INPUT:
⁂

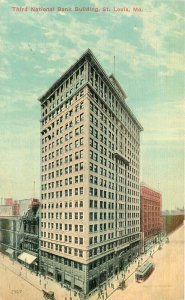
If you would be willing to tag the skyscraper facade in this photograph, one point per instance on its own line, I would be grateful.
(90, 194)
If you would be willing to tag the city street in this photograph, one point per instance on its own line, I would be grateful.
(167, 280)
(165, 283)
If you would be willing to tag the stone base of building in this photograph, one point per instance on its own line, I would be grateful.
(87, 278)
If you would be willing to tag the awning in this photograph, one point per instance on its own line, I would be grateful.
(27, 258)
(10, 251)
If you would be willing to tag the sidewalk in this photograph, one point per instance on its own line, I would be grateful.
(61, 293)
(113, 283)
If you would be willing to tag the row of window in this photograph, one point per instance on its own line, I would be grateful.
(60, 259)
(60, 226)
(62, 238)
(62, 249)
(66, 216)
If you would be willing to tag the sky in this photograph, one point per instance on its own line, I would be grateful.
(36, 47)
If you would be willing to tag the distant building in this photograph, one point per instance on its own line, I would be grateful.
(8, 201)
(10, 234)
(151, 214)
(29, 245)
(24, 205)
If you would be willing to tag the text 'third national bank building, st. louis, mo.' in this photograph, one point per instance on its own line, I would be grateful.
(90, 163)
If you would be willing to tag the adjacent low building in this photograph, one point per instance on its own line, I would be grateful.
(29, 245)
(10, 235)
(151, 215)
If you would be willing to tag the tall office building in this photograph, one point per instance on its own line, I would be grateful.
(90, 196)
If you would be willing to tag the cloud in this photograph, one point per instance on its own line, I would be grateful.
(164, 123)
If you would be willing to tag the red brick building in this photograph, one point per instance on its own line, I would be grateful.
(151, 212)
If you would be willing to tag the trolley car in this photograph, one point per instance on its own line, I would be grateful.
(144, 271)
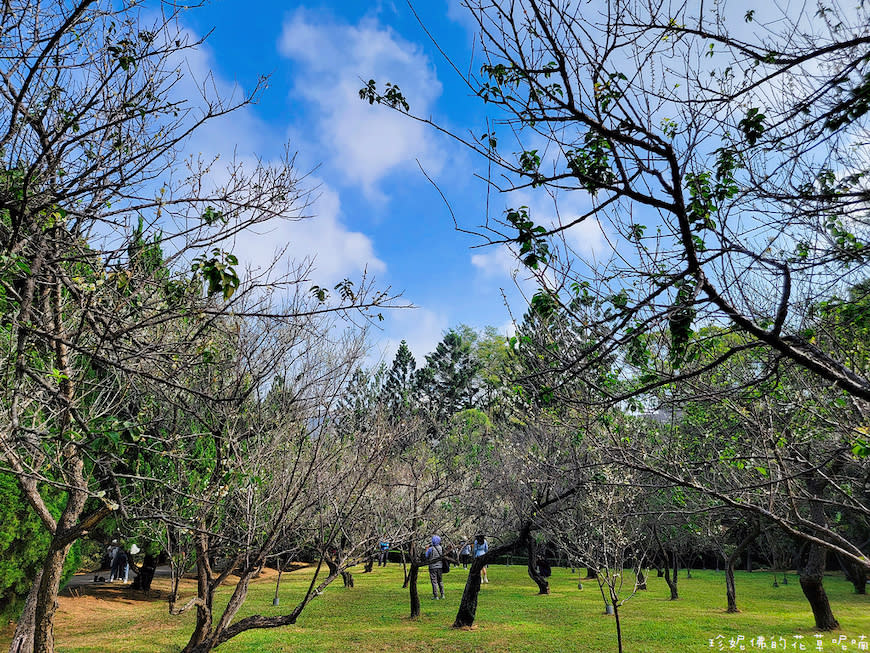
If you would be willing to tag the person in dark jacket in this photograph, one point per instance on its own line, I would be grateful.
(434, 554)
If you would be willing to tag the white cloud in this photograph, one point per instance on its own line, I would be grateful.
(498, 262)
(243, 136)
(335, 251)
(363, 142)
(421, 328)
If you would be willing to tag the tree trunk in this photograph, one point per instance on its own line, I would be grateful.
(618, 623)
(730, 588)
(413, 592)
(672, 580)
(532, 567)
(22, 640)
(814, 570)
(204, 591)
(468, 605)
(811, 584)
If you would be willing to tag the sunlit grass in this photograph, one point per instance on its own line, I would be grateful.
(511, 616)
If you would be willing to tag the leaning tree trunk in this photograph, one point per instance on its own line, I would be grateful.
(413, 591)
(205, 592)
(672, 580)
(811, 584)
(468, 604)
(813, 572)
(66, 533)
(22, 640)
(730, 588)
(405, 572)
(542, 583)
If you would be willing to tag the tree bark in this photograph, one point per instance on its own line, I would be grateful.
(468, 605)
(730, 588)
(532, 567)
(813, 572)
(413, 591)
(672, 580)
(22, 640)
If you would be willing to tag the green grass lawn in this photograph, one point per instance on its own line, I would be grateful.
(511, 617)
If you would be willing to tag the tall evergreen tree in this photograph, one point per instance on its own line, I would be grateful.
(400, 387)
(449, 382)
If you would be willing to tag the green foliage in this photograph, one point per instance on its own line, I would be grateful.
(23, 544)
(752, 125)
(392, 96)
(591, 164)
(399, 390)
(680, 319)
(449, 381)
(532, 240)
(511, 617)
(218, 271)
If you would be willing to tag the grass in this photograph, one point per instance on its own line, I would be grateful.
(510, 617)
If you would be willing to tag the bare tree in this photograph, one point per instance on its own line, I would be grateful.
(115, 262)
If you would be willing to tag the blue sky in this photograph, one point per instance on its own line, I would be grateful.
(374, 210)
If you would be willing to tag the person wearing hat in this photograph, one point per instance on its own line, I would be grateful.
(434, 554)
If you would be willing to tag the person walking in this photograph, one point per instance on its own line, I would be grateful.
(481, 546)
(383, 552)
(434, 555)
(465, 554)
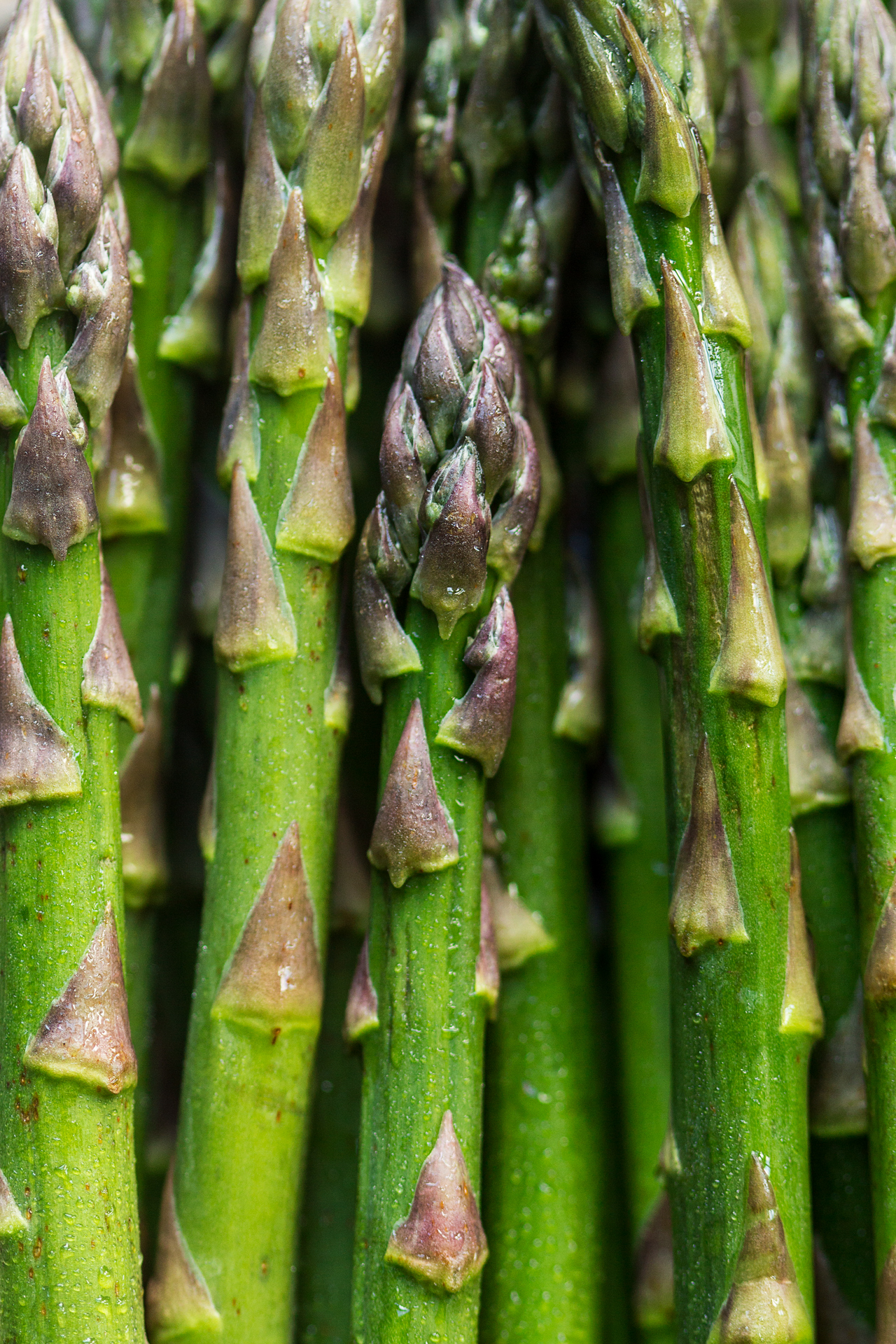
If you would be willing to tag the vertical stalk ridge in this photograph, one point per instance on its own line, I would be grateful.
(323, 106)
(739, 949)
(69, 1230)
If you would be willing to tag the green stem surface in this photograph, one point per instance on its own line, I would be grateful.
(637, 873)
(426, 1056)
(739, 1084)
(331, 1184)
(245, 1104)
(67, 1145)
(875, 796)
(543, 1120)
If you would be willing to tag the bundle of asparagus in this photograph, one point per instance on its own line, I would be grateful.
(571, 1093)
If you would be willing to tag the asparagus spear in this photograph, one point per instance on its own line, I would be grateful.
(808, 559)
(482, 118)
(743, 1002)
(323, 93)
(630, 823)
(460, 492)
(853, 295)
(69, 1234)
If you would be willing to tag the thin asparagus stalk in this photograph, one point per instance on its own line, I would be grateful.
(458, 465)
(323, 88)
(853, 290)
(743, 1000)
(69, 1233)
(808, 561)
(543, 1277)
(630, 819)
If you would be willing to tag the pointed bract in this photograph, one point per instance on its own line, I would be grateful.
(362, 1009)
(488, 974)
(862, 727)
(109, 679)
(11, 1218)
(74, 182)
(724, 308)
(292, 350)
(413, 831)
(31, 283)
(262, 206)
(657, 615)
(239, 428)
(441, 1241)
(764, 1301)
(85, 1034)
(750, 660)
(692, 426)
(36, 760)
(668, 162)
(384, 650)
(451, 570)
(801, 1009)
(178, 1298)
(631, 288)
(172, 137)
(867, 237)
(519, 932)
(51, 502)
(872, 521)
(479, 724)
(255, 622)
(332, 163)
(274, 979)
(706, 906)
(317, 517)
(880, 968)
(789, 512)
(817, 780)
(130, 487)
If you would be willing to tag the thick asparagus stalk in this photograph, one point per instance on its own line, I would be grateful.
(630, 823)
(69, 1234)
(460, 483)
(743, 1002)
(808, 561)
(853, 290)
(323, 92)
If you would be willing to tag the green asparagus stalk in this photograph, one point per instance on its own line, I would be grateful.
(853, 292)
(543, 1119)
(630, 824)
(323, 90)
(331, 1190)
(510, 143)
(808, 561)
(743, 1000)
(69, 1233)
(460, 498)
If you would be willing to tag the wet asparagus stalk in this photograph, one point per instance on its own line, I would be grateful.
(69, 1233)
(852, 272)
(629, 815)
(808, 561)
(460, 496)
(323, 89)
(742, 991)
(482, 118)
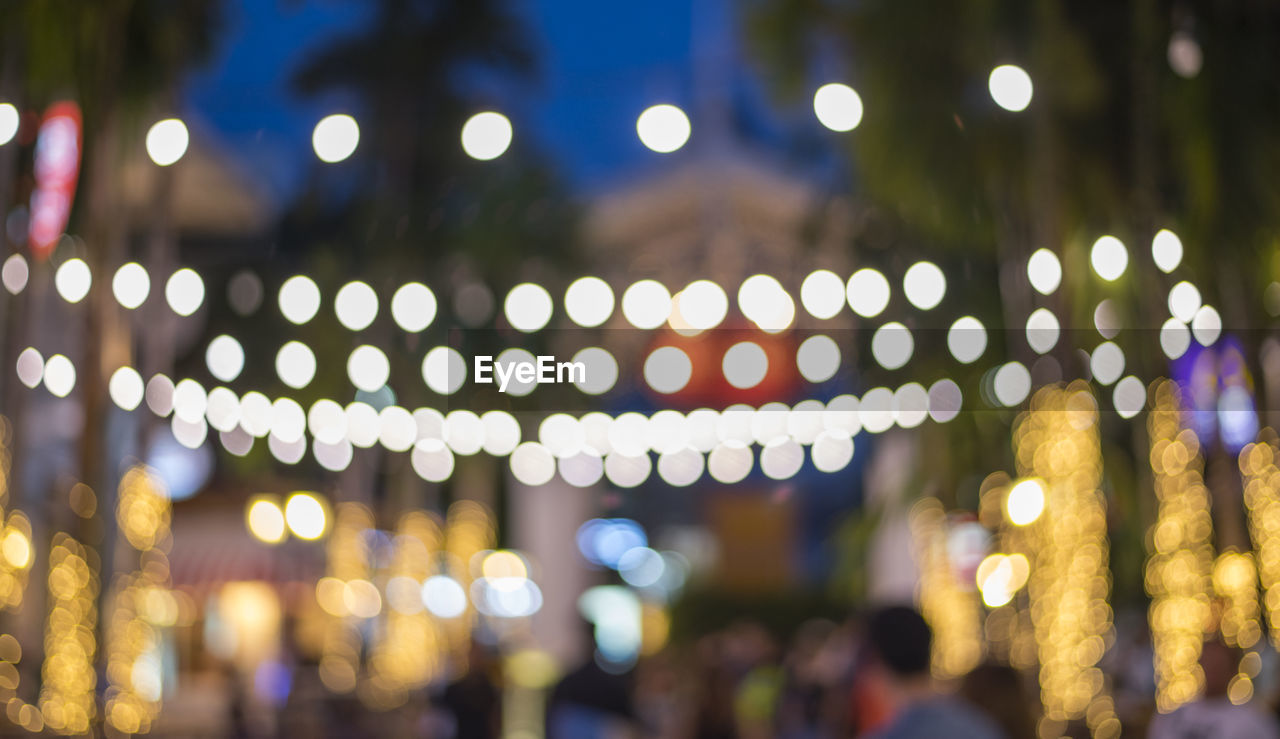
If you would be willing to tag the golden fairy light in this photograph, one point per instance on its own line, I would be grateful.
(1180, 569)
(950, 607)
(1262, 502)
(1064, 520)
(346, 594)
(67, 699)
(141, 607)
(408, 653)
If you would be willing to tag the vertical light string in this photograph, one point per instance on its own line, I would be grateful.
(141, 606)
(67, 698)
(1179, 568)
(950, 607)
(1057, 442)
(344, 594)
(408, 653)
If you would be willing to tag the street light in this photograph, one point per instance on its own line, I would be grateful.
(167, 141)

⁂

AIM OF THE TASK:
All of the material above is to be copied exactly, except for its images.

SOLUTION TO THIS TASK:
If you would be willing to tag the skyscraper facade in this photograph, one point per instance on its own line, I would be grateful.
(90, 194)
If you would be willing to tag the city street in this photograph, one point per instance on its own line, I would be grateful.
(167, 280)
(165, 283)
If you would be willing to tag the stone base of building in this photograph, one point per instance on its own line, I would be grateful.
(87, 278)
If you would be willing to tag the awning in this photograph, one point per instance on its own line, I would be grateful.
(27, 258)
(10, 251)
If you would be willing to tag the sidewalk in this photograph, one point per instance on its own line, I would be grateful.
(61, 293)
(113, 283)
If you would be willing to tag the row of window in this photograph, one point per instance on its own line, I would be grateful.
(60, 259)
(60, 226)
(62, 238)
(62, 249)
(66, 216)
If you would be willing to tag the sky in this photograph, one point per instance on its own line, I would be grateful.
(36, 47)
If you would be willing to tag the distant building in this photograph, one point per instance on its own line, I would be grateful.
(8, 201)
(10, 234)
(151, 214)
(29, 245)
(24, 205)
If you would be willing to tag the text 'third national bank building, st. louis, mo.' in this photograph, one point per instance on its own line, I would be grateful.
(90, 163)
If you would be willing to tag the adjacent low building in this photograph, one point per instance on its own line, I would be grateful.
(29, 245)
(10, 235)
(151, 215)
If you would be willing to tag the tall office building in this photograph, one point per instance on its own line, I would be grateful.
(90, 196)
If you would be willing to tag the cloud in this photograph, one point per instance on its own line, I would be grateful.
(164, 123)
If you would be willing to tag the red brick building in this photograph, one point per instance on its own line, I would be grateful.
(151, 212)
If you would be willing to tag the trolley car in this photograph, one point per instance on its own line, I would be grateful.
(144, 271)
If you would be willing to tag the person in dark jacket in this photograph, one point per instance on its own line, I would be grateful.
(434, 554)
If you would be willing to tag the white cloud in this photograph, one point per instance on its own line, I would be grateful.
(498, 262)
(243, 136)
(335, 251)
(363, 142)
(421, 328)
If you would be willing to tag the tree trunk in this photograph, one point per instance on its own line, I would be grateful.
(618, 623)
(730, 588)
(413, 592)
(672, 580)
(532, 567)
(22, 640)
(814, 570)
(204, 591)
(468, 605)
(811, 584)
If you would be willing to tag the sunlit grass in this photograph, one point per instance on its own line, I would be grateful.
(511, 616)
If you would be willing to tag the leaning tree trunk in this photograph, one point per instance on its own line, I would be grateful.
(413, 591)
(205, 592)
(672, 580)
(811, 584)
(468, 604)
(813, 572)
(66, 533)
(22, 640)
(730, 588)
(405, 572)
(542, 583)
If you would be willing to tag the tree bark in this photograph, one point per instance on its own line, I would be grateful.
(468, 605)
(730, 588)
(532, 567)
(813, 572)
(413, 591)
(672, 580)
(22, 640)
If you would be willing to tag the green grass lawn in this photograph, one point per instance on its own line, I would be grateful.
(511, 617)
If you would be willing to tag the tall evergreen tree in this photograph, one point per instance on its own line, I would be grateful.
(400, 387)
(449, 382)
If you would be willing to tag the green foliage in this photograph, one point per instance on its own line, I would be grateful.
(23, 544)
(752, 125)
(392, 96)
(591, 164)
(399, 390)
(680, 319)
(449, 381)
(532, 240)
(511, 617)
(218, 271)
If you would be willing to tag the grass in this photograph, one point per instance on its own line, I would be grateful.
(510, 617)
If you would be willing to tag the bare tree in this photograph, one point per instance on its own line, I would be grateful.
(115, 262)
If you would be willing to tag the blue sky in this photograph, one point per instance on its own line, I would be grateful.
(374, 210)
If you would be willing to tag the person wearing hat in this photograph, one point per instance on its own line, I would be grateful.
(434, 554)
If you would be willing to tag the person walking in this photograph, one point per instance on its own line, I would be grateful.
(481, 546)
(383, 552)
(434, 555)
(465, 554)
If you would be willing to tag the vertical stalk ridge in this photograph, one point per instance on its own line, I would be grateful.
(323, 106)
(739, 949)
(69, 1230)
If you would be willing to tag the green stem surface in this photograph, one point per instance on its own line, I would be grateful.
(637, 873)
(426, 1056)
(739, 1084)
(331, 1184)
(245, 1104)
(67, 1145)
(875, 796)
(543, 1120)
If you would be willing to tag the bundle of asparagus in this photograph, one point per instance on its own line, I would be grateful.
(571, 1093)
If you would be willing to tag the asparagus spear in this photograph, one point per instance on its own line, I would be grateful.
(808, 559)
(482, 118)
(743, 1002)
(323, 93)
(630, 823)
(460, 492)
(853, 295)
(69, 1234)
If you would be willing to tag the thin asparagus stalk in this photograph, one point per instance on its own line, I would be grateful.
(458, 465)
(323, 88)
(853, 290)
(743, 1000)
(69, 1233)
(808, 561)
(543, 1277)
(630, 819)
If you would be willing to tag the pointed bract in this photograph, one point per instance on its own line, I would be grateful.
(362, 1009)
(488, 974)
(862, 727)
(109, 679)
(11, 1218)
(74, 182)
(724, 308)
(292, 350)
(413, 831)
(31, 283)
(262, 206)
(657, 615)
(239, 428)
(441, 1241)
(764, 1301)
(85, 1034)
(750, 660)
(692, 426)
(36, 760)
(668, 162)
(384, 650)
(451, 570)
(801, 1009)
(178, 1298)
(631, 288)
(172, 137)
(867, 237)
(519, 932)
(51, 502)
(872, 521)
(479, 724)
(255, 622)
(332, 163)
(274, 979)
(706, 906)
(317, 517)
(880, 968)
(789, 512)
(817, 780)
(130, 487)
If you would be willing to tag the thick asparagus stalk in this photograph, one point per instance on its own line, I would be grateful.
(630, 823)
(69, 1234)
(460, 483)
(743, 1002)
(808, 561)
(853, 290)
(323, 92)
If you would be willing to tag the green asparagus stalk in this photograph, one point per instance on its own line, I would be grateful.
(853, 292)
(543, 1119)
(630, 824)
(323, 90)
(331, 1190)
(510, 143)
(808, 561)
(743, 1000)
(69, 1233)
(460, 498)
If you would be willing to tag the wet asparagus stalk in this photograph, one point per instance on its own line, I would be grateful.
(69, 1233)
(852, 272)
(629, 815)
(808, 561)
(460, 496)
(323, 89)
(742, 991)
(482, 118)
If you would be willing to tag the golden fairy light in this photograph, one point per instance on its own line, I would be grateful.
(1180, 569)
(950, 607)
(1262, 502)
(1064, 520)
(346, 594)
(67, 699)
(141, 607)
(408, 653)
If you would be willing to tag the vertical light string in this photograph, one point per instance on its own line, I would be grateful.
(141, 606)
(67, 698)
(1179, 568)
(950, 607)
(1057, 442)
(344, 594)
(408, 653)
If you would be willing to tag the street light in this photograph, one point per instance on its own line, I would be grateful.
(167, 141)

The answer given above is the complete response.